(TEXTE À LIRE)

※ ※ ※

Au cours de ces 15 dernières années, le cerf s’est répandu sur le Plateau suisse. En peu de temps, le cerf rouge a constitué des populations extrêmement denses et s’est imposé comme gibier sédentaire. Depuis l’été 2017, on a constaté dans la région d’Albis, située dans le canton de Zurich, que les cerfs écorçaient massivement les ifs (Taxus baccata). De tels dégâts (voir fig. 1 et 2) avaient déjà été observés quelques années plus tôt dans l’Oberland zurichois où les populations de cerfs augmentaient depuis longtemps.

Ifs – une essence rare dotée de caractéristiques diverses

Ces dégâts d’écorçage sont d’autant plus graves que les ifs sont considérés comme une essence rare en Europe, l’un des plus grands peuplements naturels d’ifs se situant en Suisse  dans la région d’Albis. Les dégâts ont des répercussions négatives et endommagent le peuplement déjà fortement privé de régénération naturelle en raison de l’abroutissement.

※ ※ ※

(LIGNES FOURNIES)

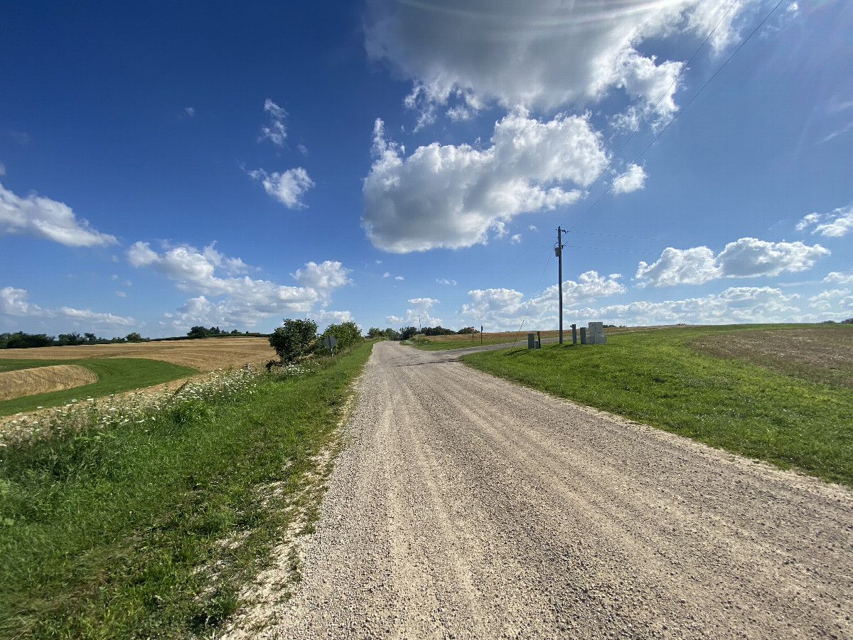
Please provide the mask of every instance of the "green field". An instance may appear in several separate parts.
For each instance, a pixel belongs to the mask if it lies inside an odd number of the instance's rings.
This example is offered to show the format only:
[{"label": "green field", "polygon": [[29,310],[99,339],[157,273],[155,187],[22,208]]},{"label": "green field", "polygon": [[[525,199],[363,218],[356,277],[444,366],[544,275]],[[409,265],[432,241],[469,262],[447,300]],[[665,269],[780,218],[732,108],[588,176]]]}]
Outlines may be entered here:
[{"label": "green field", "polygon": [[850,325],[751,325],[624,333],[608,336],[606,345],[543,345],[461,359],[556,396],[853,486],[851,350]]},{"label": "green field", "polygon": [[140,389],[145,387],[186,378],[199,373],[179,364],[141,358],[101,358],[77,360],[0,359],[0,371],[15,371],[54,364],[77,364],[95,372],[98,381],[73,389],[34,393],[23,398],[0,401],[0,416],[12,416],[38,407],[55,407],[73,399],[101,398],[110,393]]},{"label": "green field", "polygon": [[[403,340],[400,344],[415,346],[422,351],[447,351],[450,349],[469,349],[472,346],[485,346],[485,345],[503,345],[512,341],[512,338],[508,340],[507,338],[485,338],[482,344],[480,344],[479,338],[475,338],[473,342],[467,340],[444,342],[430,340],[429,338],[409,338],[409,340]],[[526,348],[527,334],[519,334],[517,342],[519,346],[524,345],[525,348]]]},{"label": "green field", "polygon": [[0,638],[214,634],[296,514],[310,529],[371,346],[0,447]]}]

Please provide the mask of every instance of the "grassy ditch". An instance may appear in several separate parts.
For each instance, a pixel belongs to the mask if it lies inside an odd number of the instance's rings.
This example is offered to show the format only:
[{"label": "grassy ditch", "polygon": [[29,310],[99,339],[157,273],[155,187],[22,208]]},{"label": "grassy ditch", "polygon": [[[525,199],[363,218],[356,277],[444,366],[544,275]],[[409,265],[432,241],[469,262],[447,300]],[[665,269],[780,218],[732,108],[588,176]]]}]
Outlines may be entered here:
[{"label": "grassy ditch", "polygon": [[[0,638],[212,633],[270,563],[371,344],[59,410],[0,445]],[[316,500],[316,498],[311,498]]]},{"label": "grassy ditch", "polygon": [[[449,349],[467,349],[471,346],[481,346],[485,345],[502,345],[514,341],[514,338],[484,338],[482,344],[480,343],[479,338],[474,339],[472,342],[470,340],[431,340],[430,338],[421,338],[415,337],[409,338],[409,340],[403,340],[401,345],[409,345],[409,346],[415,346],[422,351],[447,351]],[[518,339],[515,340],[519,346],[527,344],[527,334],[519,334]]]},{"label": "grassy ditch", "polygon": [[[751,331],[778,329],[801,335],[828,330],[822,340],[834,340],[843,352],[853,337],[848,326],[677,328],[612,335],[606,346],[543,345],[462,360],[589,406],[853,486],[853,387],[844,375],[827,373],[828,364],[814,359],[809,366],[797,364],[804,354],[792,334],[785,356],[756,353],[747,346],[762,342],[743,339]],[[720,346],[736,340],[742,346],[734,353]],[[723,351],[724,357],[712,354]]]},{"label": "grassy ditch", "polygon": [[73,360],[0,359],[0,371],[14,371],[53,364],[77,364],[94,371],[98,381],[63,391],[34,393],[0,401],[0,416],[55,407],[81,398],[101,398],[110,393],[140,389],[199,373],[179,364],[141,358],[102,358]]}]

※ ※ ※

(À FAIRE)
• a. Extrayez du texte sur les ifs le passage qui va de "Au cours de" jusqu'à "augmentaient depuis longtemps." inclus.
• b. Relevez tous les noms de lieux géographiques que cite le texte sur les ifs.

(RÉPONSES)
• a.
Au cours de ces 15 dernières années, le cerf s’est répandu sur le Plateau suisse. En peu de temps, le cerf rouge a constitué des populations extrêmement denses et s’est imposé comme gibier sédentaire. Depuis l’été 2017, on a constaté dans la région d’Albis, située dans le canton de Zurich, que les cerfs écorçaient massivement les ifs (Taxus baccata). De tels dégâts (voir fig. 1 et 2) avaient déjà été observés quelques années plus tôt dans l’Oberland zurichois où les populations de cerfs augmentaient depuis longtemps.

• b. Plateau suisse, région d'Albis, canton de Zurich, Oberland zurichois, Europe, Suisse